### Data supplied
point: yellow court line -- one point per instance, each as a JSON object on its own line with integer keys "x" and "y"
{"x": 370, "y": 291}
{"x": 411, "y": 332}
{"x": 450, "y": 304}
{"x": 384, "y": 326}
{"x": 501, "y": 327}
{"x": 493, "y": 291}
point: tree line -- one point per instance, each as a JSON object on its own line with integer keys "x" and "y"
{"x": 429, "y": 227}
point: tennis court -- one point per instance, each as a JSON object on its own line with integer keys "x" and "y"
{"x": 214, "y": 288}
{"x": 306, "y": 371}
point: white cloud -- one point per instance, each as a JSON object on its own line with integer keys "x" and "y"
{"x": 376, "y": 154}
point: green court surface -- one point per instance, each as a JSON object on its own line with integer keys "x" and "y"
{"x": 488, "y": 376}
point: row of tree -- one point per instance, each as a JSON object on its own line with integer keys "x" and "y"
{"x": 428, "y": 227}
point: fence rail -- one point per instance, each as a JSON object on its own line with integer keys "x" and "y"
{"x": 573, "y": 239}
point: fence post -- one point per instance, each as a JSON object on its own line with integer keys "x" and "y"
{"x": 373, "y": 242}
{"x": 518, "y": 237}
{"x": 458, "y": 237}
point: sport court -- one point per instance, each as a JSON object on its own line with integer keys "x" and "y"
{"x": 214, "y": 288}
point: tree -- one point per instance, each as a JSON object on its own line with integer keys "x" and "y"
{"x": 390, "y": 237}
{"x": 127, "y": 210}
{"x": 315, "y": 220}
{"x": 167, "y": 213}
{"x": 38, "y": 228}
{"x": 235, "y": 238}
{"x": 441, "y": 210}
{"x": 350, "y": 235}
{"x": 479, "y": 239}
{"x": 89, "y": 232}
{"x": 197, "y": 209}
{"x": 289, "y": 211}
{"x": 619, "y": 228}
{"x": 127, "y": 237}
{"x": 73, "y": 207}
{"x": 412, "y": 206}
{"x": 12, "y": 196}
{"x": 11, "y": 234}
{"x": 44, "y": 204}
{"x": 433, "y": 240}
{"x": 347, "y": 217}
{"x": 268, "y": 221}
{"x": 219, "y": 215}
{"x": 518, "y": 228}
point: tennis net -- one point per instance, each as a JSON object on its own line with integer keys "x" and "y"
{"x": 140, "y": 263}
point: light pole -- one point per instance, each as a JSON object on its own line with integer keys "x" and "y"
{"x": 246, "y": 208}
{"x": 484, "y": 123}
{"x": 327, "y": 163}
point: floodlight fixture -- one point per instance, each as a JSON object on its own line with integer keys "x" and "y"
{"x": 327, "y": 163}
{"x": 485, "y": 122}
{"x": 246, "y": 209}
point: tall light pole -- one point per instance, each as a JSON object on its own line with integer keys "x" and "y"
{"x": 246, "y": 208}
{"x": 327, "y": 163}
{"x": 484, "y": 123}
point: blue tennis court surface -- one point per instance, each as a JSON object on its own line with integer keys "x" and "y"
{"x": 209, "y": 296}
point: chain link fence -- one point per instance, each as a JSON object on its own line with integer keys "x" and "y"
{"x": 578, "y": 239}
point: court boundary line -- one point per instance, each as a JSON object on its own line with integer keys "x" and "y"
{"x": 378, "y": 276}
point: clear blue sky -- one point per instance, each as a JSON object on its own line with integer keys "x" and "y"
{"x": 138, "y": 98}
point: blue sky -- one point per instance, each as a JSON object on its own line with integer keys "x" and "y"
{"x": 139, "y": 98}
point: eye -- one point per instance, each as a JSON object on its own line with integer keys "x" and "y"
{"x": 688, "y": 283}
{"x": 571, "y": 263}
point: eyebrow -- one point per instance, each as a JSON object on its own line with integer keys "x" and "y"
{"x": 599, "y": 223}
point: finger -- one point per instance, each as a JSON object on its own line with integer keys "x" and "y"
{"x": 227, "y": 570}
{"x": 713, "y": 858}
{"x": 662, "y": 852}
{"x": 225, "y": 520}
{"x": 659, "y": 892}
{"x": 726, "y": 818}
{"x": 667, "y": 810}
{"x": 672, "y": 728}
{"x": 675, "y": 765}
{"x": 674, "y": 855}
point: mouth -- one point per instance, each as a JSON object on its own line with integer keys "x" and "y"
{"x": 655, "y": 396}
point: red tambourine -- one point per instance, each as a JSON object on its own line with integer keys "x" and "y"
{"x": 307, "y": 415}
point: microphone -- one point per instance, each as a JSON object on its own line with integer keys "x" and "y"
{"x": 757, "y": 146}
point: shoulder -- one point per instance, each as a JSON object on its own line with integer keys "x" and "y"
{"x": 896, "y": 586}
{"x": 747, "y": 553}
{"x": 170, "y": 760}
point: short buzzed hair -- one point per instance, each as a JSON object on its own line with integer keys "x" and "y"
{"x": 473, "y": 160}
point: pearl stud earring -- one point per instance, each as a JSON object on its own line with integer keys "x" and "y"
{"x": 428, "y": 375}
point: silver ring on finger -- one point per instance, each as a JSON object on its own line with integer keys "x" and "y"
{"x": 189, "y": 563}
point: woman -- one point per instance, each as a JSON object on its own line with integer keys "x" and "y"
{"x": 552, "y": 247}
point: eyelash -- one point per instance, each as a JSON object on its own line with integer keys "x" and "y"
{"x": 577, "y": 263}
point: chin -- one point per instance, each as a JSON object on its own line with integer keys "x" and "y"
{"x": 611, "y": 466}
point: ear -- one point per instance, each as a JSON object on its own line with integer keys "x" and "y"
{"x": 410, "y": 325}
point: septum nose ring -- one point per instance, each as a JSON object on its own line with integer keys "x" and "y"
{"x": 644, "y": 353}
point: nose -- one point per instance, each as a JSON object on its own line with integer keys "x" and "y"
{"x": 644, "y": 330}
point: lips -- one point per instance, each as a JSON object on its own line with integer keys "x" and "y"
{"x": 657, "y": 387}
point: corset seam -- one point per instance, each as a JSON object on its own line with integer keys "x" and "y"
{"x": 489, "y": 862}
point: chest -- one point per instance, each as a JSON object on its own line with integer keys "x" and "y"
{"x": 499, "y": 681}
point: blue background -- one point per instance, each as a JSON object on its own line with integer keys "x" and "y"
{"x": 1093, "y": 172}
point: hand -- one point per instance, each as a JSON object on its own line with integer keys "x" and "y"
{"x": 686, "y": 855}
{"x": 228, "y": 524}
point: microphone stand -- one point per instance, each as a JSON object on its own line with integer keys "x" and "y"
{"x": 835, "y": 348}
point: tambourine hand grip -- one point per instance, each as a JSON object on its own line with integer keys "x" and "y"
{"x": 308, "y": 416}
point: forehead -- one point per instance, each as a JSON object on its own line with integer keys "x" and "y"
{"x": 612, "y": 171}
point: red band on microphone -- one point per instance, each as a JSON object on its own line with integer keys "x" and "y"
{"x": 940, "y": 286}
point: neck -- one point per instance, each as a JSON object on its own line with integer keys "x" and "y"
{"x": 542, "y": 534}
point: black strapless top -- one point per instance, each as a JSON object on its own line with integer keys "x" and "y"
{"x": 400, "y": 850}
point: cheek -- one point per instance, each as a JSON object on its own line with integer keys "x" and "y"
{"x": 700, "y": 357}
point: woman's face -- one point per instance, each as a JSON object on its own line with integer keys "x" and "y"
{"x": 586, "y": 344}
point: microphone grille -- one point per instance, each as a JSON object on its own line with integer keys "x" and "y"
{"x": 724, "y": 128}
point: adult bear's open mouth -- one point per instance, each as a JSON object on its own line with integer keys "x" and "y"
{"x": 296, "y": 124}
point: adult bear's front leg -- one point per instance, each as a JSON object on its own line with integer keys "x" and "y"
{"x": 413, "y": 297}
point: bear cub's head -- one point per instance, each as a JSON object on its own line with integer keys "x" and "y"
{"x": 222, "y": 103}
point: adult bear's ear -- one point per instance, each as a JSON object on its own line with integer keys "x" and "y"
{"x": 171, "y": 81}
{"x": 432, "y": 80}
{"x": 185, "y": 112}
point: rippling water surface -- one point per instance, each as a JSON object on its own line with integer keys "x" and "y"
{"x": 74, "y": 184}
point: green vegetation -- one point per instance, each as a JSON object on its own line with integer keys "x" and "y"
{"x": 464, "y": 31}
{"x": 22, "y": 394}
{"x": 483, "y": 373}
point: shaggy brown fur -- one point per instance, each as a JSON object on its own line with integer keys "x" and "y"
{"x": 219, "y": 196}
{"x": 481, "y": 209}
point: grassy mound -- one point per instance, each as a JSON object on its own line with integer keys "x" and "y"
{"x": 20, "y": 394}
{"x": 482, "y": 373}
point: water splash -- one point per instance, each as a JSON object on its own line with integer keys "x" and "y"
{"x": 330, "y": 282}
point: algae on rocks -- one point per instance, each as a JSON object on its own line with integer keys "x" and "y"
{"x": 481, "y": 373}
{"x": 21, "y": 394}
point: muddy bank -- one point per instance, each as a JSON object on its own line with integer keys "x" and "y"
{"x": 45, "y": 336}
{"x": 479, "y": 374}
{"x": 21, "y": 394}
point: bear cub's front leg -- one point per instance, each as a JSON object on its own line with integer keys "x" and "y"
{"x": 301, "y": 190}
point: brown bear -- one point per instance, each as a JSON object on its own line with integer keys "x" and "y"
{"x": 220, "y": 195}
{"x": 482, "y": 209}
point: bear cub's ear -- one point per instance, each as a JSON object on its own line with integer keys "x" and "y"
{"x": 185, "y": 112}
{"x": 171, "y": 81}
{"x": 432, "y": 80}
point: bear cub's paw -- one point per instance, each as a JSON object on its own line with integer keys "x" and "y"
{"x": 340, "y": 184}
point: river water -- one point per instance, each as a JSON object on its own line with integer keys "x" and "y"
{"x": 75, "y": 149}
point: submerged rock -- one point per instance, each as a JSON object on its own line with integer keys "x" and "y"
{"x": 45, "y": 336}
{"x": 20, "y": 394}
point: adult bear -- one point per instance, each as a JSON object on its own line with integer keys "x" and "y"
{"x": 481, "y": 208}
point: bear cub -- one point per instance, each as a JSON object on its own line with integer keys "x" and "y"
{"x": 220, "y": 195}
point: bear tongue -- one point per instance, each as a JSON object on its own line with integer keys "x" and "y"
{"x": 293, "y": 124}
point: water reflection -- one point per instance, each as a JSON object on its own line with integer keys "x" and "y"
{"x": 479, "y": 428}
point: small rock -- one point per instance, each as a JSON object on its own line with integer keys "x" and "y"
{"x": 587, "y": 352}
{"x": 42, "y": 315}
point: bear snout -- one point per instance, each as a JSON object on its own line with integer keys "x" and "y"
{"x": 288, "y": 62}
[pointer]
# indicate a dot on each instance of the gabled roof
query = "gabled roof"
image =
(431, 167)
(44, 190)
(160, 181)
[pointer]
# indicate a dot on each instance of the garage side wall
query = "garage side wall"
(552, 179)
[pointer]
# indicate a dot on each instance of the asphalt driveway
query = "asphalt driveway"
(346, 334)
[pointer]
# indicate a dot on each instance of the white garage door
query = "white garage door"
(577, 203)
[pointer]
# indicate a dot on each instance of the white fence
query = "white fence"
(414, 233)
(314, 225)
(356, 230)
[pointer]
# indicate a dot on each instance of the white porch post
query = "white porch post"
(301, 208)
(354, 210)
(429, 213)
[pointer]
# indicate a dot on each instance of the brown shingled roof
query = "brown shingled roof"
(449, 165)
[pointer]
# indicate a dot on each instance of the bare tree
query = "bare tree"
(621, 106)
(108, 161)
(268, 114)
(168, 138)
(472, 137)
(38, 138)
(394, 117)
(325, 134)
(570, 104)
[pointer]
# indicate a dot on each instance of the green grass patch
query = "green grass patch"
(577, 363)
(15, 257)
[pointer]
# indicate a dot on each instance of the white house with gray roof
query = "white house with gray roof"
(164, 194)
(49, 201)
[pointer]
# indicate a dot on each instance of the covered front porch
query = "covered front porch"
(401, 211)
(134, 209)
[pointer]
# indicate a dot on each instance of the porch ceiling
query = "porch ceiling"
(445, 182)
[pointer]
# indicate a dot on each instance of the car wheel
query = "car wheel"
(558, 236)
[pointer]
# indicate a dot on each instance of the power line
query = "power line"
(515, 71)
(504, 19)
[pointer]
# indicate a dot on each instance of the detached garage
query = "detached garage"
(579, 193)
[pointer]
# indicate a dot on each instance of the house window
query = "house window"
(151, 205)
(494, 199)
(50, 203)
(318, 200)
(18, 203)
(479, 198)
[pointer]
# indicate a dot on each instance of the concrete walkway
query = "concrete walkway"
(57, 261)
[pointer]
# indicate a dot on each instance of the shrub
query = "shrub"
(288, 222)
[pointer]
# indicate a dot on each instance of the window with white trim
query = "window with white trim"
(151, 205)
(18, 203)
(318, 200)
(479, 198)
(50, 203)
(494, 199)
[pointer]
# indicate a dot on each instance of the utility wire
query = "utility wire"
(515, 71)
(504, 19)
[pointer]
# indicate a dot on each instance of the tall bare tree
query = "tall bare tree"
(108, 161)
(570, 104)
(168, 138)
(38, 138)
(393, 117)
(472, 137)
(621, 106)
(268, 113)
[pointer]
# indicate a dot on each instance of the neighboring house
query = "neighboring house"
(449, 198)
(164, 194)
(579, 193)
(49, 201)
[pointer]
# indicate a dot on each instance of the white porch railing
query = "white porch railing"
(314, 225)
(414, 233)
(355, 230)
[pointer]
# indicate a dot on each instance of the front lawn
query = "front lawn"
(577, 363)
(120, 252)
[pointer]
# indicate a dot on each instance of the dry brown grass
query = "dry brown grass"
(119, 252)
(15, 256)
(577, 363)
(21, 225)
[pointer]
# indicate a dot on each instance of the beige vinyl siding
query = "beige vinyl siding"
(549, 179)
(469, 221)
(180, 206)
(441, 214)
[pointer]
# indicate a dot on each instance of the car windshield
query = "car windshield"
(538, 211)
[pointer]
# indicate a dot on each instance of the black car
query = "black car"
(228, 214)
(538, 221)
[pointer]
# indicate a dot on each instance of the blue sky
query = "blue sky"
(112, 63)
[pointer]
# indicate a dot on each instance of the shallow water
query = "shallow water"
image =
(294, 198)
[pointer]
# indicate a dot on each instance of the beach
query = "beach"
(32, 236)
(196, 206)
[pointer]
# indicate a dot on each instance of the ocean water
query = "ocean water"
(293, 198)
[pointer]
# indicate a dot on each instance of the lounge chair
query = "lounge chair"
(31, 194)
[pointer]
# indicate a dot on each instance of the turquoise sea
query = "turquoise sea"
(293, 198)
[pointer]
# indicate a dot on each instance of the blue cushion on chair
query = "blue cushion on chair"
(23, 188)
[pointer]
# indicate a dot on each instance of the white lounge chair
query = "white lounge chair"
######
> _The task_
Lines containing the word "shallow" are to be located in the entries and copied.

> _Answer for this exercise_
# indicate a dot on each instance of the shallow water
query = "shallow water"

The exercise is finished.